BRIEF 1:
Answer these questions about the excerpt on the automated state, one line each:
(a) Which part of the Article discusses the four lessons?
(b) What do scholars argue automation erodes?
(c) Besides civil servants, whose perceptions of sex and gender does the automated state rely on?
BRIEF 2: Count the lines of the listing that contain the string "sculpted", treating case as significant, and give only the number.

EXTRACT TO READ:

━━━━

In other words, the law forces an oversimplified legibility on its subjects, leaving those most marginalized at risk.
This rich account of how law collects, shares, and uses sex and gender data in state-run automated systems offers several insights about automation and the automated state in general that challenge or add nuance to the conventional wisdom in the legal literature. Part V discusses four of those lessons.
The automated state is discretionary.
Scholars have argued that automation erodes traditional agency discretion, a pillar of the administrative state.
But this Article shows that civil servants have discretion to guide automation in ways that binarize gender data. The discretion may be buried, but its fingerprints are everywhere—in the design of data-collection forms, in the terms of data-sharing agreements, in the procurement of technologies, and in the design and completion of privacy impact assessments (PIAs).
Relatedly, the automated state is also driven by stereotypes.
Rather than merely shifting expertise from civil servants hired for their substantive knowledge to engineers with technological knowledge about how algorithms work, the automated state relies on both civil servants’ and engineers’ supposedly commonsense perceptions of sex and gender.

━━━━

LISTED RECORDS:
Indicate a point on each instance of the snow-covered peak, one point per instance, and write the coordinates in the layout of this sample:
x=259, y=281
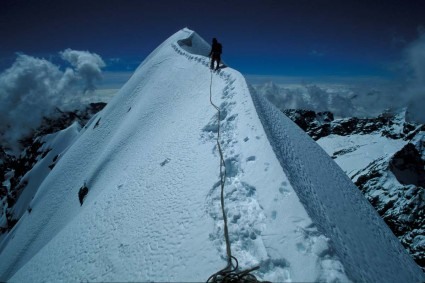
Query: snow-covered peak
x=136, y=197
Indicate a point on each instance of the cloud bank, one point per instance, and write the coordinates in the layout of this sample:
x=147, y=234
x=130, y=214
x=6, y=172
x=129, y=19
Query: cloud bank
x=32, y=88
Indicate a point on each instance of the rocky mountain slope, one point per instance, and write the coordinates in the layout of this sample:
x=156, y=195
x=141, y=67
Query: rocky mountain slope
x=391, y=178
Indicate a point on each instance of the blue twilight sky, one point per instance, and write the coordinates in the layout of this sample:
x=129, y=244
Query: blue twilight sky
x=276, y=38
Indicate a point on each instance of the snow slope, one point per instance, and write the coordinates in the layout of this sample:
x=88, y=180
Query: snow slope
x=152, y=212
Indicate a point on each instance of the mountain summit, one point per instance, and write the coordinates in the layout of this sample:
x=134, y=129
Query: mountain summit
x=135, y=194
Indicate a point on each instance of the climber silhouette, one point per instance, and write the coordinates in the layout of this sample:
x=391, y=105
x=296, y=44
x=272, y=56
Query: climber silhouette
x=215, y=53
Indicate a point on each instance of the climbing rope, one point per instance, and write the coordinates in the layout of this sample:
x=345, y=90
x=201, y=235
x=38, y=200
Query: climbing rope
x=231, y=272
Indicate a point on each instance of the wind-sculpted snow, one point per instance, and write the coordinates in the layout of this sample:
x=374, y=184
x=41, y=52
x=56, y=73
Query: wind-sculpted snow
x=152, y=212
x=366, y=246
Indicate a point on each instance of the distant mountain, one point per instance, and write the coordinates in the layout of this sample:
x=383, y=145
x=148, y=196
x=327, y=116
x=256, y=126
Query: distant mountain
x=14, y=169
x=385, y=158
x=136, y=194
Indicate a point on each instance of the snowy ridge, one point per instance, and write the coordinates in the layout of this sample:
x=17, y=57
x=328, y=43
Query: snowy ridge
x=366, y=246
x=150, y=162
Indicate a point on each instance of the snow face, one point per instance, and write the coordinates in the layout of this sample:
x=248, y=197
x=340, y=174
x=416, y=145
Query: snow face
x=366, y=246
x=152, y=212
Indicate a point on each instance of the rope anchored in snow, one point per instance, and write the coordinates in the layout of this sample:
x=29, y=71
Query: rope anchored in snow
x=231, y=272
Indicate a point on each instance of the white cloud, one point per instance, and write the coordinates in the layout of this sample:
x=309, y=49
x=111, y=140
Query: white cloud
x=87, y=65
x=33, y=88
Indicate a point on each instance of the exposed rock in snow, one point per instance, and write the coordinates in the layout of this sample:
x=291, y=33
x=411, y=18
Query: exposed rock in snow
x=153, y=212
x=392, y=179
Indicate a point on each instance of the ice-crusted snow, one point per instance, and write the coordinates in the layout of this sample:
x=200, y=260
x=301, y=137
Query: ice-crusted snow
x=152, y=212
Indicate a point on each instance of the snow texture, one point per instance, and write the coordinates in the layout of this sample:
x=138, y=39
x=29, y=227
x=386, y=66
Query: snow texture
x=366, y=246
x=152, y=212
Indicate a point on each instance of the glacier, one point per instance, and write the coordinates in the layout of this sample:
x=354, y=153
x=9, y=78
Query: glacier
x=152, y=213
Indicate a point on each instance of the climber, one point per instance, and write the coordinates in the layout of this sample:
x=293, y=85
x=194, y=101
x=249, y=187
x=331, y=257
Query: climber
x=215, y=53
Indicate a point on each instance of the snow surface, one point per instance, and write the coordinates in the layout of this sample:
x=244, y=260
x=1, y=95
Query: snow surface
x=152, y=212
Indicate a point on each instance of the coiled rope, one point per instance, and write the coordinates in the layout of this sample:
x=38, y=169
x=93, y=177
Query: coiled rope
x=231, y=272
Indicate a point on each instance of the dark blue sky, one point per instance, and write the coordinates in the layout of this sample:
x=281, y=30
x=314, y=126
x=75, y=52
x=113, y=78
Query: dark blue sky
x=289, y=38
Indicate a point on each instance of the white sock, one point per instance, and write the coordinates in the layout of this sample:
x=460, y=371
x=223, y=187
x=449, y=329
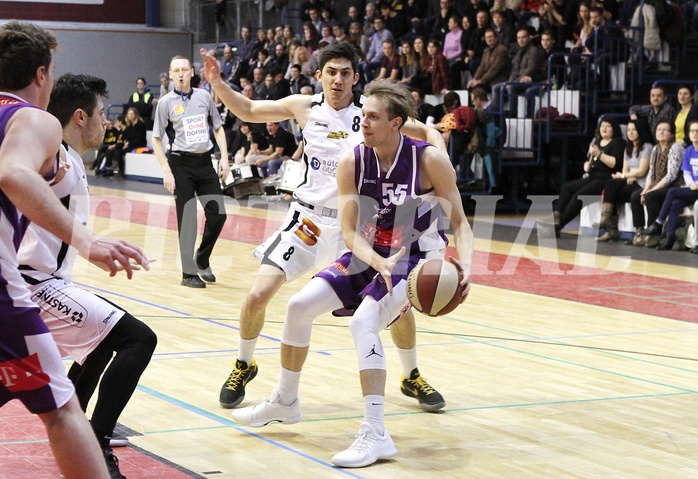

━━━━

WRITTEN REPLY 1:
(a) Part V
(b) Traditional agency discretion
(c) Engineers'

WRITTEN REPLY 2: 2